### WORK ORDER 1:
Using the passage on symbiont-host gene transfer, please explain why genes that maintain a functional chloroplast are clearly useful to the predatory sea slug.
### WORK ORDER 2:
In the passage on symbiont-host gene transfer, what are mitochondrial DNA genes called when they have moved to the nucleus and then been pseudogenized?

### DOCUMENT EXCERPT:
——
Notwithstanding formal establishment of functionality, one can ask what selective processes would drive the spread of the genes into their new compartment. For some cases, it may simply be a 'new function' that is selectively advantageous within that compartment. In others, the drive for the transferred gene seems to be complementing loss in another compartment. For the case of the predatory sea slug , the loss of the algal nuclear genome following predation makes the utility of genes that maintain a functional chloroplast clear. For the case of the aphid , the transferred gene could be driven into the population by the presence of a poorly performing or absent copy in the Buchnera genome. Buchnera, like other endosymbionts, has a genome that is greatly reduced in size compared with their free living relatives, resulting from pseudogenization and subsequent gene loss . The transfer of a gene into the host from other microbial symbionts may have compensated for the deterioration of the gene in Buchnera, producing a selective advantage for the laterally transferred copy.
Although symbiont-host lateral transfer is both surprising and exciting at first sight, retrospectively, the presence of lateral transfer should have been expected – transfer of function to the nucleus has been a fundamental part of the evolution in the mitochondria-eukaryote symbiosis, and transfer of mitochondrial DNA genes to the nucleus that subsequently were pseudogenized (numts) is known to be both ongoing and common . In this context, the finding of lateral transfer in more recent symbioses is less surprising, and the presence of functional copies of symbiont genes within the nuclear genome should therefore be expected – it was an integral part of early history of the mitochondria-eukaryote symbiosis and thus will be in these more recent symbioses. However, it is clear that the scope for such transfers is much wider than previously thought. First, lateral transfer is not limited to vertically transmitted symbionts, present in the germline – the alga is not vertically transmitted by the sea slug, but acquired through predation. Moreover, that vertical transmission is no prerequisite for LGT is evidenced by the recent finding of transfer of diverse bacterial and eukaryotic genes into bdelloid rotifers . Second, transfers from bacteria to their host may be spreading by virtue of the phenotypic effect of the transferred genes in other bacterial symbionts. In the case of the aphid-Buchnera symbiosis, lateral transfer of non-Buchnera microbial genes to the host seems to be compensating for loss within the Buchnera genome.
We thank Ed Feil and Atsushi Nakabachi for useful suggestions on the manuscript.
——
### EXERCISE DATA:
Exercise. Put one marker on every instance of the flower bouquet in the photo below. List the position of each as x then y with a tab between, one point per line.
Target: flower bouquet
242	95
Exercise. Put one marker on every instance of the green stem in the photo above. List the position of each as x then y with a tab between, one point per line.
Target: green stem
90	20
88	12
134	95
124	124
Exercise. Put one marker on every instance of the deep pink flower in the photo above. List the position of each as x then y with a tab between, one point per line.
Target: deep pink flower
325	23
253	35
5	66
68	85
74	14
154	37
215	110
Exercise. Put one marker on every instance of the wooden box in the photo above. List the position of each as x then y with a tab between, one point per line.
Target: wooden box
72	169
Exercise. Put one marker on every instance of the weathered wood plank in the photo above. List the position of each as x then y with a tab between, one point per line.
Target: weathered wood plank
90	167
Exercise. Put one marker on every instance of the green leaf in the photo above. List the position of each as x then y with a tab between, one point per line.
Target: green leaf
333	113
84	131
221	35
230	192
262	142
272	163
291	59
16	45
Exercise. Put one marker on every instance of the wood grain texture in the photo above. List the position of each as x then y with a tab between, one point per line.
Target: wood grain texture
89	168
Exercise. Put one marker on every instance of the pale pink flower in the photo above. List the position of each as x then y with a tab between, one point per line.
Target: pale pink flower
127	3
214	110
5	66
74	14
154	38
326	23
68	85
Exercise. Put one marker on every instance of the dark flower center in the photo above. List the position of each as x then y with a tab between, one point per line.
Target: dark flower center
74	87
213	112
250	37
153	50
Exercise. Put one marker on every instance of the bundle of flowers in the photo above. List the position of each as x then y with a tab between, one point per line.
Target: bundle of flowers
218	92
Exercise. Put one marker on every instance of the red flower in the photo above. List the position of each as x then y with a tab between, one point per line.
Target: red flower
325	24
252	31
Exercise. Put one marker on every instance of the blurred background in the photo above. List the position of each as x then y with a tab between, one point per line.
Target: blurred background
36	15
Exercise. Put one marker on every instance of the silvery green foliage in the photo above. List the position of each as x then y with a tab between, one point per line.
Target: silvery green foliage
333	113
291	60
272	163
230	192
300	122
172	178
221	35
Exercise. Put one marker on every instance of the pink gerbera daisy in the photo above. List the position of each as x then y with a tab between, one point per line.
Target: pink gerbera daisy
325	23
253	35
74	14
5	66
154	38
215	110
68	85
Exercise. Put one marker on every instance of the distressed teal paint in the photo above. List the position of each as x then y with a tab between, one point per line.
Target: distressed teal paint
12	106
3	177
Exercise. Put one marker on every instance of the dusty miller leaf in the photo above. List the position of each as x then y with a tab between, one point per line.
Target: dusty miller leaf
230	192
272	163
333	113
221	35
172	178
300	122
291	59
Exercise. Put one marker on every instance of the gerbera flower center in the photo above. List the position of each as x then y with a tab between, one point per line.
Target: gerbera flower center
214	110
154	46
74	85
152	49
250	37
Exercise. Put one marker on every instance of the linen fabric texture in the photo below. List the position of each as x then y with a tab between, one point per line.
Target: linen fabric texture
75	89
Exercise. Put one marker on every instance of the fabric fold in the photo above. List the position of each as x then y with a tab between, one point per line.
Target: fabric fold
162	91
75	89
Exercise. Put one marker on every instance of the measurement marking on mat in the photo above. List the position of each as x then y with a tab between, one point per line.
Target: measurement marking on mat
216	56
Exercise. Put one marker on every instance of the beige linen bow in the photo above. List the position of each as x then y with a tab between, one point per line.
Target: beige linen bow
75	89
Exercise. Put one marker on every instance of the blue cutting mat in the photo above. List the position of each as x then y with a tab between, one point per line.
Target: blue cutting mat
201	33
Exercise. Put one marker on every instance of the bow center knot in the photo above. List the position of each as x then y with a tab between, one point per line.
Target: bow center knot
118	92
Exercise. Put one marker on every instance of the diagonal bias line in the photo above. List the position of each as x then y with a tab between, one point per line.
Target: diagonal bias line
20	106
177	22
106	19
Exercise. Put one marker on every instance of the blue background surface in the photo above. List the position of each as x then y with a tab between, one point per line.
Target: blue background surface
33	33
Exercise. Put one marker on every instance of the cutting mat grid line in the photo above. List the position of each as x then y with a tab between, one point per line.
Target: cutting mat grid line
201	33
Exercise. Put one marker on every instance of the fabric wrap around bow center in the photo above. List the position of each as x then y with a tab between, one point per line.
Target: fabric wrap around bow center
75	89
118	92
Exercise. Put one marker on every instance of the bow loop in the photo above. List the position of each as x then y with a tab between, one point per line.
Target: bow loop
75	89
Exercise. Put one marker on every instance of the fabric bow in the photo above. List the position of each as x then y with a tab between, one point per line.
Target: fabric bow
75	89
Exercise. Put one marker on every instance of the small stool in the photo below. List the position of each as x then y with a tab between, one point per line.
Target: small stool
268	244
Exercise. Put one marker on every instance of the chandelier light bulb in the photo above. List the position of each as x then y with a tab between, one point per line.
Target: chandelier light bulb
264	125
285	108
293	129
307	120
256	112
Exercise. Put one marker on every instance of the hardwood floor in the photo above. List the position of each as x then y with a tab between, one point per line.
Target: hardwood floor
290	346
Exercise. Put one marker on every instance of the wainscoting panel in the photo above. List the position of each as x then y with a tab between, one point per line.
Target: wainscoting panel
——
### TASK RESULT 1:
The algal nuclear genome is lost after the sea slug preys on the alga, so transferred genes that keep the chloroplast functional make up for that loss.

### TASK RESULT 2:
Numts.